_TASK DIRECTIONS_:
Exact copies of all the entries are required, and no pictures should appear in them.

_DATASET_:
# # # # # # #

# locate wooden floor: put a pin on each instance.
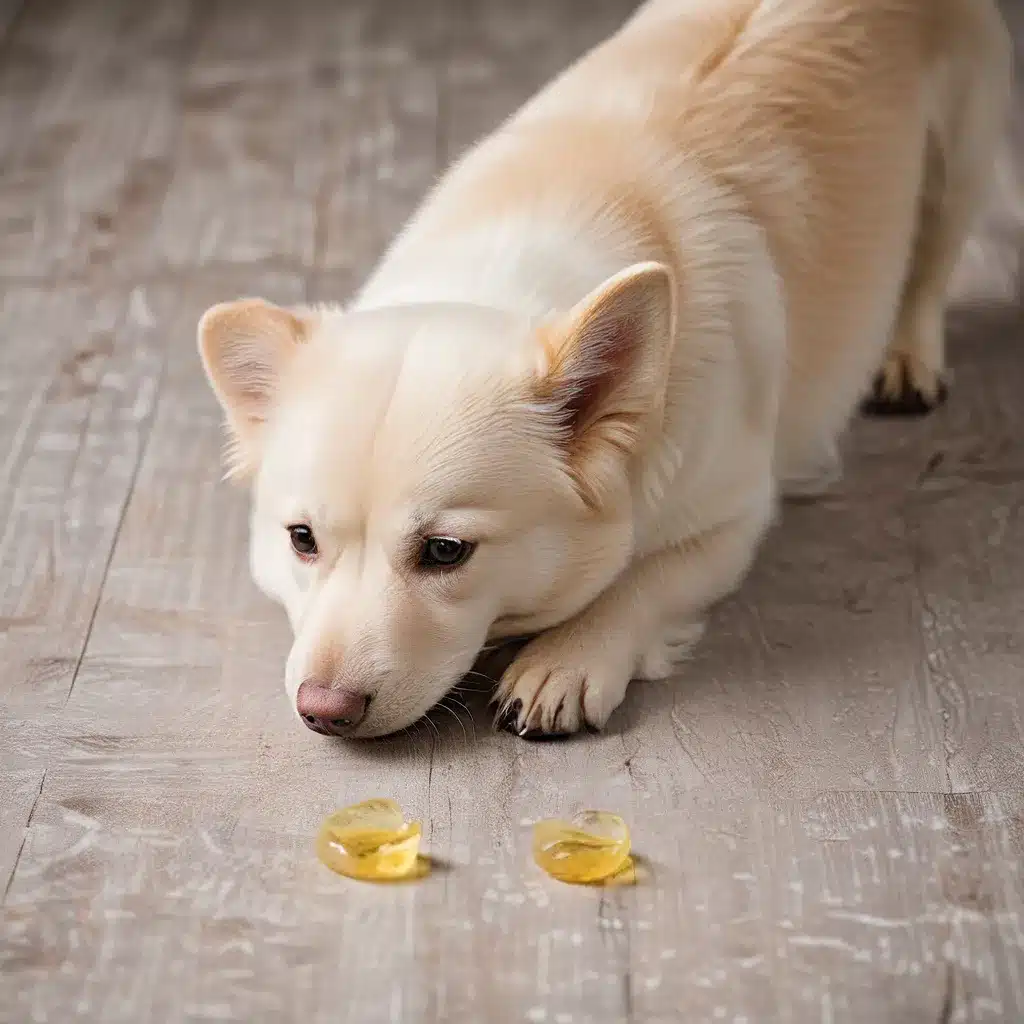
(828, 804)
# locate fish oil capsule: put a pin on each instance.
(371, 841)
(593, 847)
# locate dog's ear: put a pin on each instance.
(246, 346)
(604, 367)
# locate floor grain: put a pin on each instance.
(827, 805)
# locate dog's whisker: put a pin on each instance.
(455, 714)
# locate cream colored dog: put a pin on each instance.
(564, 403)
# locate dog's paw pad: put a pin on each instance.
(905, 387)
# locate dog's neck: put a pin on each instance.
(519, 263)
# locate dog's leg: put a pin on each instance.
(576, 675)
(969, 96)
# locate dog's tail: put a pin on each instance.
(989, 269)
(990, 266)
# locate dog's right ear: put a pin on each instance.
(245, 346)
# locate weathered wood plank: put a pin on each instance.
(88, 109)
(848, 906)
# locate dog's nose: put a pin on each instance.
(330, 711)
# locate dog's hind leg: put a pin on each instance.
(969, 94)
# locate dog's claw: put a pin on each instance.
(908, 400)
(508, 717)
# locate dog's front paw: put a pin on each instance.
(560, 684)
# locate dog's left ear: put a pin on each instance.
(604, 368)
(246, 346)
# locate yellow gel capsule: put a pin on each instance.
(593, 847)
(371, 841)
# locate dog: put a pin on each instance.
(567, 401)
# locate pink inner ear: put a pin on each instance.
(602, 354)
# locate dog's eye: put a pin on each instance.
(303, 542)
(444, 552)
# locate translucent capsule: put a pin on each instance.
(593, 847)
(372, 841)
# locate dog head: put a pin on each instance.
(428, 477)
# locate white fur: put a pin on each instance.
(739, 198)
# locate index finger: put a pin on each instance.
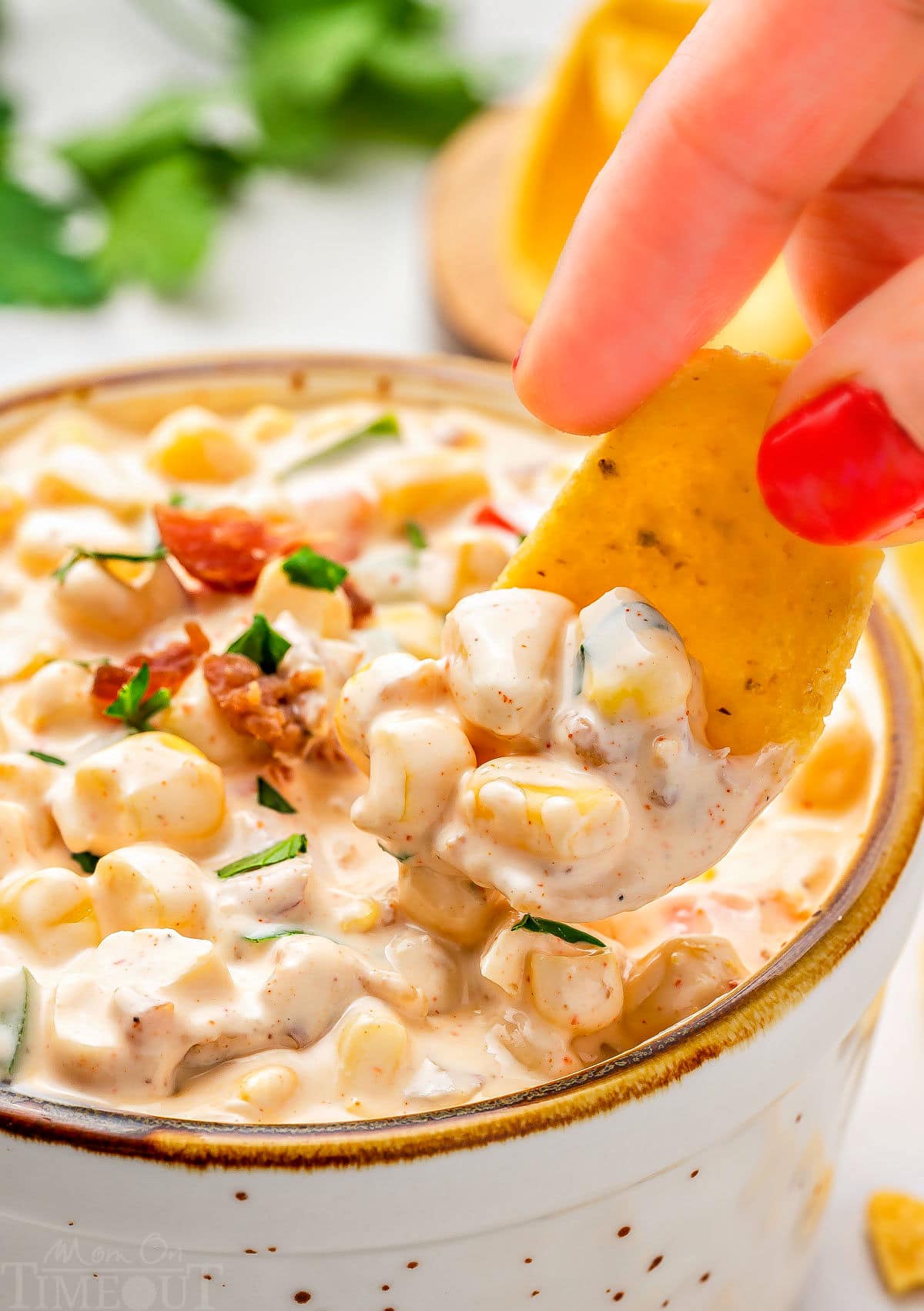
(762, 106)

# # # # # # #

_RESPONSE AREA_:
# locate wooden floor: put a pin on each instance.
(828, 804)
# locate fish oil capsule: put a pin on each instance.
(371, 841)
(593, 847)
# locate dog's ear: put a pin on each instance.
(246, 346)
(604, 367)
# locate floor grain: put a pin on each instance.
(827, 805)
# locate dog's whisker: put a pin on each instance.
(455, 714)
# locate cream colored dog: put a pin on each instance.
(564, 403)
# locate dog's paw pad: put a pin on each instance.
(905, 387)
# locate dog's neck: put a pin on each instance.
(519, 263)
# locate dog's leg: put a pin on each instance.
(576, 675)
(969, 96)
# locate dog's tail: put a pin on each instance.
(989, 269)
(990, 266)
# locate dog's right ear: put a pin on each instance.
(245, 346)
# locate weathered wood plank: put a pin on each instance.
(88, 109)
(848, 906)
# locate dog's nose: put a pin on each instance.
(330, 711)
# locate dog's hind leg: put a pin on each instance.
(969, 94)
# locate dog's claw: put a pin on each instance.
(908, 400)
(508, 717)
# locate dog's front paw: put a pin on each instance.
(560, 684)
# locate dog's left ear: put a pin on each instance.
(604, 368)
(246, 346)
# locate yellow gel capsule: put a pin on each instance.
(593, 847)
(371, 841)
# locate dog: put a pin on each instance.
(567, 401)
# locate pink inner ear: put a pin on each instance.
(602, 354)
# locate dog's eye: put a pin on each instance.
(303, 542)
(444, 552)
# locate translucent capsule: put a pin on each instance.
(593, 847)
(372, 841)
# locate dog head: put a pin on each instance.
(428, 477)
# locate white fur: put a pin on each instance.
(739, 198)
# locate index finger: put a pin on each instance.
(762, 106)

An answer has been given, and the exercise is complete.